Written instruction: Present the following entries again, word for word and in full.

Some records:
— BEGIN —

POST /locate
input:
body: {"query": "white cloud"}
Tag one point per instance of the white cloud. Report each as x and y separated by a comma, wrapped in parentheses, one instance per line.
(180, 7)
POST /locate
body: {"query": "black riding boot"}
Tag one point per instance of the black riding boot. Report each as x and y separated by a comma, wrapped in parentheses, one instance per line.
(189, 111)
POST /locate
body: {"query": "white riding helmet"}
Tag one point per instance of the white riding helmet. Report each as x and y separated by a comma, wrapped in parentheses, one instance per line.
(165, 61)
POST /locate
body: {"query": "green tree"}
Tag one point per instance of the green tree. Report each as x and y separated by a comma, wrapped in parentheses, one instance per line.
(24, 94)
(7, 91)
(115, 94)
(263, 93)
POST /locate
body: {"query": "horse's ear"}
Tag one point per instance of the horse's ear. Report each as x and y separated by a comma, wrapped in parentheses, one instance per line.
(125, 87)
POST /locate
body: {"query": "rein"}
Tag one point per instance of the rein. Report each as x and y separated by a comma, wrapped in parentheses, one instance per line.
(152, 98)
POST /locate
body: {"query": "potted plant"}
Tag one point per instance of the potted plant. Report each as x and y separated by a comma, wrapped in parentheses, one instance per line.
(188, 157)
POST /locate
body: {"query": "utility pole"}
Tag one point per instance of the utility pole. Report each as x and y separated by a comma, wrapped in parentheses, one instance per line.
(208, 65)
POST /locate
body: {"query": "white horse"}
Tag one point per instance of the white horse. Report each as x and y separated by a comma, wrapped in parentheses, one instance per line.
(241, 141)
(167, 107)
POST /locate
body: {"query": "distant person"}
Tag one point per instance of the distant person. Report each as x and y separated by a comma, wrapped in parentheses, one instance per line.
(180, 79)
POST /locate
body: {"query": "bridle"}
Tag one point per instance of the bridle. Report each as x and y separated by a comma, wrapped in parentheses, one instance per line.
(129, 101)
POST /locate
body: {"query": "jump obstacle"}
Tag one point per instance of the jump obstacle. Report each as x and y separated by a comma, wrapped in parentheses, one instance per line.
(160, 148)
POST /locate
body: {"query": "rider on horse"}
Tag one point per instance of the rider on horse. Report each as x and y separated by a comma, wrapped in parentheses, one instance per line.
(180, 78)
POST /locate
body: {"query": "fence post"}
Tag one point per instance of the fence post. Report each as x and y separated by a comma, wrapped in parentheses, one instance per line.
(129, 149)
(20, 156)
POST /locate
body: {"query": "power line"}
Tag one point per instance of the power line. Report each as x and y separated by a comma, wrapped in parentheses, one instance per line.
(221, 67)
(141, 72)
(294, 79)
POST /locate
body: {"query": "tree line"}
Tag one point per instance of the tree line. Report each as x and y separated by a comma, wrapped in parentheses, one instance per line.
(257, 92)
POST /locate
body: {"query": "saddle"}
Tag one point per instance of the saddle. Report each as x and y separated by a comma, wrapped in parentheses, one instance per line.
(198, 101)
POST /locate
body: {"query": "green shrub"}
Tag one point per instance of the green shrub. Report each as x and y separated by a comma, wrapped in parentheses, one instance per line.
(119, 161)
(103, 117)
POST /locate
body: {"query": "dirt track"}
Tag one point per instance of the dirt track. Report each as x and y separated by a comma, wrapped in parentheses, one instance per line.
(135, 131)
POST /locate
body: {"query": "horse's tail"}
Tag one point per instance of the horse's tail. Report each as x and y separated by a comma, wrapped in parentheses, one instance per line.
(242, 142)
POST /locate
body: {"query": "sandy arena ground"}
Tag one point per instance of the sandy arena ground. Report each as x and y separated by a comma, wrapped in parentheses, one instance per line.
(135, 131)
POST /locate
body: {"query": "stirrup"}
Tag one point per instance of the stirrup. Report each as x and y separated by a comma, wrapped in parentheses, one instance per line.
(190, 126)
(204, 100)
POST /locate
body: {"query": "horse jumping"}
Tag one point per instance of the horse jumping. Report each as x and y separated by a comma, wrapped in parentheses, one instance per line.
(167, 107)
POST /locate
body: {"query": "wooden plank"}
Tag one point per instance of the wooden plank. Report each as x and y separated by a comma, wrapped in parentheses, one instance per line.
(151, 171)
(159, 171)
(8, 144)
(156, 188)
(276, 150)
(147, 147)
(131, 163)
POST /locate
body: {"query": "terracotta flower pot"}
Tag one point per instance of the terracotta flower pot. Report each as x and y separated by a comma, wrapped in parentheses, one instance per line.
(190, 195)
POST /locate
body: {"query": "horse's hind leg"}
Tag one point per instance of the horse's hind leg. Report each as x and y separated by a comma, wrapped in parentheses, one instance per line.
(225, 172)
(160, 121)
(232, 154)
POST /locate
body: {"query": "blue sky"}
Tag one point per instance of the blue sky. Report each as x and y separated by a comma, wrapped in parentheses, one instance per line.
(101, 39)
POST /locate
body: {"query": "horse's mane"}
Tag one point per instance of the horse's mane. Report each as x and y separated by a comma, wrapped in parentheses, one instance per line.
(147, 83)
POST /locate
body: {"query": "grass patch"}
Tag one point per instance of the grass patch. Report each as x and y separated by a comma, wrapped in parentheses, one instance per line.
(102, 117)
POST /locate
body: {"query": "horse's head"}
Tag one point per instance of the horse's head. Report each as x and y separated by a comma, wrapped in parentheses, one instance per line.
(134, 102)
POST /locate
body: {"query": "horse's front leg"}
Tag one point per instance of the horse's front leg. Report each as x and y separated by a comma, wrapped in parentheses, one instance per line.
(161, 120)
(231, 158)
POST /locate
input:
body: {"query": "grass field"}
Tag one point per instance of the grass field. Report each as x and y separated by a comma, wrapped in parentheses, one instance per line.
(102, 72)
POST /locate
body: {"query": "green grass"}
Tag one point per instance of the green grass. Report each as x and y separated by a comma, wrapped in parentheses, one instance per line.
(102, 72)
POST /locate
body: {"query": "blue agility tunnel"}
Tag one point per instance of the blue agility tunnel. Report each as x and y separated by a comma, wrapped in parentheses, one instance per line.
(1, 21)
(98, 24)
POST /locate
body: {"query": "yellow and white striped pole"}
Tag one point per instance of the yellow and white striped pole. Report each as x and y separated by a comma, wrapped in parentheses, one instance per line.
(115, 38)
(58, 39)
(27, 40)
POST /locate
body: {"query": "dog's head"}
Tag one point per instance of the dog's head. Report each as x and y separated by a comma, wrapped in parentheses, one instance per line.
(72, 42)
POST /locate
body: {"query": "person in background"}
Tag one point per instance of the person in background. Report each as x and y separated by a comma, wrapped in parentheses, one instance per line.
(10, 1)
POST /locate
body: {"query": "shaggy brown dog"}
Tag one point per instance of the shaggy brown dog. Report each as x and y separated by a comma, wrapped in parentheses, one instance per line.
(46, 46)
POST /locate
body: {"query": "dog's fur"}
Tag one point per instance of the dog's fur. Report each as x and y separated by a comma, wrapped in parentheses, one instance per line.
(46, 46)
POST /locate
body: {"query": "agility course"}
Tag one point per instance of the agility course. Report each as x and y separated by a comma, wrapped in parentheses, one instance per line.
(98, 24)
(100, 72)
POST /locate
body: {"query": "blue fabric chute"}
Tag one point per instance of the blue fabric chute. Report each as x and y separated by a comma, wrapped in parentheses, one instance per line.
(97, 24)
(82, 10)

— END —

Solution for this task:
POST /locate
input:
body: {"query": "white cloud"}
Tag one point per instance of the white cloud. Report each as x and y separated by a comma, wrapped in parentheses, one instance per line.
(180, 7)
POST /locate
body: {"query": "black riding boot"}
Tag one point per instance of the black riding boot. Report each as x and y separated by a comma, wrapped in parentheses, one instance per line.
(189, 111)
POST /locate
body: {"query": "white riding helmet"}
Tag one point per instance of the white riding helmet. Report each as x and y separated by a comma, wrapped in parentheses, one instance per line.
(165, 61)
POST /locate
body: {"query": "green tree"}
Tag one point per instance of the green tree. Report each as x and y separated by a comma, wrapped in parentheses, one instance per line.
(24, 94)
(7, 91)
(115, 94)
(263, 93)
POST /locate
body: {"query": "horse's ear"}
Tag one point per instance of the horse's ear. Report each as x and y separated by a comma, wrapped in parentheses, one instance per line.
(125, 87)
POST /locate
body: {"query": "rein"}
Tag one point per instance of the rein. Report each as x and y separated by a comma, wrapped in parentheses, one instance per line.
(152, 98)
POST /locate
body: {"query": "potted plant"}
Tag one point per instance of the potted plant. Report each as x and y separated by a comma, wrapped in parentheses, one instance per line.
(188, 157)
POST /locate
body: {"query": "utility pole"}
Tag one point per instance of the utility pole. Report each as x and y separated by a comma, wrapped in parentheses, one instance per line.
(208, 65)
POST /locate
body: {"query": "white horse"}
Tag one point per instance of the white horse. Report each as x and y separated by a comma, wrapped in parentheses, one instance per line.
(241, 141)
(167, 107)
POST /locate
body: {"query": "distant person"}
Tag one point per instance of the distant person. Report each as x and y separated by a comma, wrapped in parentheses, one instance per line.
(180, 79)
POST /locate
body: {"query": "bridle"}
Tag one point per instance of the bridle. Report each as x and y separated by a comma, wrapped in parentheses, one instance per line.
(129, 101)
POST /locate
body: {"query": "jump obstacle"}
Tag one point per instance of the jump obstacle. Report each as x and y separated by a comma, wrapped in parentheses, one instance per line.
(160, 148)
POST /locate
body: {"query": "rider on horse"}
Tag one point per instance of the rider on horse. Report each as x and y separated by a comma, wrapped in parentheses, one instance per line.
(180, 78)
POST /locate
body: {"query": "fence post"}
Tag one point per instance of the fence post. Report each as x and y separated by a comma, wrapped in parentheses, one instance per line.
(129, 149)
(20, 156)
POST /locate
body: {"query": "power line"}
Tag one point per instance of the power line. Report each as x and y separated by a comma, wrapped in parentheses, one instance per line.
(221, 67)
(141, 72)
(294, 79)
POST /locate
body: {"query": "tree line"}
Tag one point per instance of the tree line. Report each as x and y separated by a comma, wrapped in parentheses, one instance per line.
(257, 92)
POST /locate
body: {"query": "saddle"}
Tag one point per instance of the saddle. Report each as x and y separated by a comma, wrapped in parentheses, one instance per line.
(198, 101)
POST /locate
body: {"query": "green shrub"}
Tag one point per instance of the green shrub. Report each as x and y separated by a comma, wrapped in parentheses, one instance per line.
(119, 161)
(103, 117)
POST /locate
body: {"query": "dirt track"}
Tag one point per instance of the dirt track. Report each as x and y separated by a comma, wrapped in parentheses, one instance per line.
(135, 131)
POST /locate
body: {"query": "horse's tail"}
Tag one point per instance of the horse's tail. Report each as x and y separated by a comma, wrapped in parentheses, one instance per line.
(242, 142)
POST /locate
body: {"query": "sandy arena ground"}
Tag one point per instance of the sandy arena ground. Report each as x and y separated by a comma, wrapped in parentheses, one instance per line.
(135, 131)
POST /locate
body: {"query": "stirrup"}
Tag one point per instance of the stirrup. Report each as x and y separated by a comma, wrapped in parentheses, one instance per line.
(190, 126)
(204, 100)
POST /locate
body: {"query": "horse jumping"}
Tag one point per instance of the horse jumping. Report each as x and y separated by a comma, wrapped in parentheses, one instance per line.
(167, 107)
POST /locate
body: {"query": "wooden plank"}
Tag one point per instance of the wooden plank. Report each as x and y separated by a comma, wrapped in parentheses, one instance per line.
(151, 171)
(159, 171)
(8, 144)
(156, 188)
(276, 150)
(147, 147)
(131, 163)
POST /locate
body: {"query": "terracotta flower pot"}
Tag one point per instance of the terracotta flower pot. Report each as x and y separated by a comma, wrapped in parentheses, one instance per line.
(190, 195)
POST /locate
body: {"query": "horse's hind leg"}
Tag one point per instance of the horse's hind leg. Report each as x and y separated by a comma, wrapped in parentheses, one instance per line.
(225, 172)
(160, 121)
(232, 154)
POST /locate
body: {"query": "blue sky"}
Tag one point per instance of the blue sky. Report each as x and y separated by a comma, wrapped in parentheses, one instance per line.
(101, 39)
POST /locate
body: {"query": "horse's mane"}
Tag one point per instance of the horse's mane. Report each as x and y separated by a comma, wrapped in parentheses, one instance per line.
(147, 83)
POST /locate
body: {"query": "grass patch"}
Tag one point per instance of the grass patch. Report each as x and y separated by a comma, wrapped in parentheses, one instance per line.
(102, 117)
POST /locate
body: {"query": "horse's head"}
Tag one point per instance of the horse's head. Report each as x and y separated by a comma, wrapped in parentheses, one instance per line.
(134, 102)
POST /locate
body: {"query": "horse's front leg"}
Tag one point per instance of the horse's front leg. Report each as x and y separated by a comma, wrapped in parentheses, one instance per line.
(161, 120)
(231, 158)
POST /locate
input:
body: {"query": "grass field"}
Tag one point per instance of the grass field. Report each as x and y separated by a comma, wrapped in parentheses, one instance per line.
(102, 72)
POST /locate
body: {"query": "green grass"}
Tag one point per instance of the green grass. Report each as x and y separated by a comma, wrapped in parentheses, one instance per line.
(102, 72)
POST /locate
body: {"query": "blue agility tunnel"}
Tag one point per instance of the blue agility tunnel. Report each as x and y separated by a comma, wrapped in parentheses, one instance per line.
(1, 21)
(98, 24)
POST /locate
body: {"query": "yellow and white striped pole"}
Tag one point per instance of the yellow and white striped pole. Report each as x and y separated by a comma, wrapped in parentheses, one instance per line.
(115, 38)
(58, 39)
(27, 40)
POST /locate
body: {"query": "dog's head"}
Tag one point per instance of the dog's head. Report each as x and y separated by a comma, wrapped in parentheses, one instance per line.
(72, 42)
POST /locate
body: {"query": "person in background"}
Tag one point per instance of the person in background. Report each as x and y separated by a comma, wrapped in parentheses, one instance per line.
(10, 1)
POST /locate
body: {"query": "shaggy brown dog"}
Tag one point per instance of the shaggy brown dog. Report each as x and y separated by a comma, wrapped in parentheses, one instance per line.
(46, 46)
POST /locate
body: {"query": "dog's fur"}
Tag one point per instance of the dog's fur. Report each as x and y separated by a comma, wrapped in parentheses, one instance per line.
(46, 46)
POST /locate
body: {"query": "agility course"}
Tag one point per instance of the agility course. Report each as x and y separated by a comma, wrapped in parentheses, one instance per line.
(98, 24)
(100, 72)
POST /locate
body: {"query": "blue fabric chute"}
Tag one point per instance of the blue fabric chute. Report each as x and y separated by a comma, wrapped in parentheses, one instance per line.
(97, 24)
(82, 10)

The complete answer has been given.